*OBJECTIVE*:
Arrange every line of the records below as a Markdown table with the columns Row and Line, numbering each line in order and skipping any blank ones.

Dataset excerpt

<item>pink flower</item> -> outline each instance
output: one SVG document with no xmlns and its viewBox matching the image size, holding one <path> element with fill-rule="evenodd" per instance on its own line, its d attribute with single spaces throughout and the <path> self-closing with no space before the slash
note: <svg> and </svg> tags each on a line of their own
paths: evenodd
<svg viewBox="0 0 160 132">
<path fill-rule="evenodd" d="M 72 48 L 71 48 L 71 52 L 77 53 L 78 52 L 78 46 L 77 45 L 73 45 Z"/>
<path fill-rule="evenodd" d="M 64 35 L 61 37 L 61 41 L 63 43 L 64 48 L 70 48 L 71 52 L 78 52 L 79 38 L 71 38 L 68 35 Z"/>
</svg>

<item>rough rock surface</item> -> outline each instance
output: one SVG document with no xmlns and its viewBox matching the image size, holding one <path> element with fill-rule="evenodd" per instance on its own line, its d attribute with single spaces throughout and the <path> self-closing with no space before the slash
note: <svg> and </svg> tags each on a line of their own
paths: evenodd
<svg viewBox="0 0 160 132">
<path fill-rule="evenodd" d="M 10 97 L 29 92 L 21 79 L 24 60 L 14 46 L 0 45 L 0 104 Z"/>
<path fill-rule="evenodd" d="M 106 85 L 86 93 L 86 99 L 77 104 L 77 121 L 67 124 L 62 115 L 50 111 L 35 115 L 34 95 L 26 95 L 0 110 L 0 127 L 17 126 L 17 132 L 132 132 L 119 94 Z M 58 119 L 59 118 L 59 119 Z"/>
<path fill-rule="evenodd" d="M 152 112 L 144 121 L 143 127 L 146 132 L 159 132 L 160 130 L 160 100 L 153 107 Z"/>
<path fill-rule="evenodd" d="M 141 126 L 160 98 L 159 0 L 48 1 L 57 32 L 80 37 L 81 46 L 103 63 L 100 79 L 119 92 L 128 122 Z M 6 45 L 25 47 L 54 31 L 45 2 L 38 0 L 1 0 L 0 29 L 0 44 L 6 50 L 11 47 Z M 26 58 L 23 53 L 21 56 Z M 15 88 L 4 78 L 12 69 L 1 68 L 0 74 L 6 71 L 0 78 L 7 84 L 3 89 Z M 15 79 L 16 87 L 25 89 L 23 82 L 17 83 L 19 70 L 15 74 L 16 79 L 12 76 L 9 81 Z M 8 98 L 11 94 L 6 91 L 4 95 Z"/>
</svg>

*TASK ANSWER*:
| Row | Line |
|---|---|
| 1 | <item>pink flower</item> -> outline each instance |
| 2 | output: one SVG document with no xmlns and its viewBox matching the image size, holding one <path> element with fill-rule="evenodd" per instance on its own line, its d attribute with single spaces throughout and the <path> self-closing with no space before the slash |
| 3 | note: <svg> and </svg> tags each on a line of their own |
| 4 | paths: evenodd |
| 5 | <svg viewBox="0 0 160 132"> |
| 6 | <path fill-rule="evenodd" d="M 72 48 L 71 48 L 71 52 L 77 53 L 78 52 L 78 46 L 77 45 L 73 45 Z"/> |
| 7 | <path fill-rule="evenodd" d="M 64 35 L 61 37 L 61 41 L 63 43 L 64 48 L 70 48 L 71 52 L 78 52 L 79 38 L 71 38 L 68 35 Z"/> |
| 8 | </svg> |
| 9 | <item>rough rock surface</item> -> outline each instance |
| 10 | output: one SVG document with no xmlns and its viewBox matching the image size, holding one <path> element with fill-rule="evenodd" per instance on its own line, its d attribute with single spaces throughout and the <path> self-closing with no space before the slash |
| 11 | note: <svg> and </svg> tags each on a line of their own |
| 12 | paths: evenodd |
| 13 | <svg viewBox="0 0 160 132"> |
| 14 | <path fill-rule="evenodd" d="M 10 97 L 29 92 L 21 79 L 24 60 L 14 46 L 0 45 L 0 104 Z"/> |
| 15 | <path fill-rule="evenodd" d="M 106 85 L 86 93 L 86 99 L 77 104 L 77 121 L 67 124 L 62 115 L 50 111 L 35 115 L 34 95 L 26 95 L 0 110 L 0 127 L 17 126 L 17 132 L 132 132 L 119 94 Z M 58 119 L 59 118 L 59 119 Z"/> |
| 16 | <path fill-rule="evenodd" d="M 152 112 L 144 121 L 143 127 L 146 132 L 159 132 L 160 130 L 160 100 L 153 107 Z"/> |
| 17 | <path fill-rule="evenodd" d="M 141 126 L 160 98 L 159 0 L 48 1 L 57 32 L 80 37 L 81 46 L 103 63 L 100 79 L 119 92 L 128 122 Z M 6 45 L 25 47 L 54 31 L 45 2 L 38 0 L 1 0 L 0 29 L 0 44 L 6 50 L 11 47 Z M 26 58 L 23 53 L 21 56 Z M 15 88 L 4 78 L 12 69 L 1 68 L 0 74 L 6 71 L 0 78 L 7 84 L 3 89 Z M 15 79 L 16 87 L 25 89 L 23 82 L 17 83 L 19 70 L 15 74 L 16 79 L 12 76 L 9 81 Z M 8 98 L 11 94 L 6 91 L 4 95 Z"/> |
| 18 | </svg> |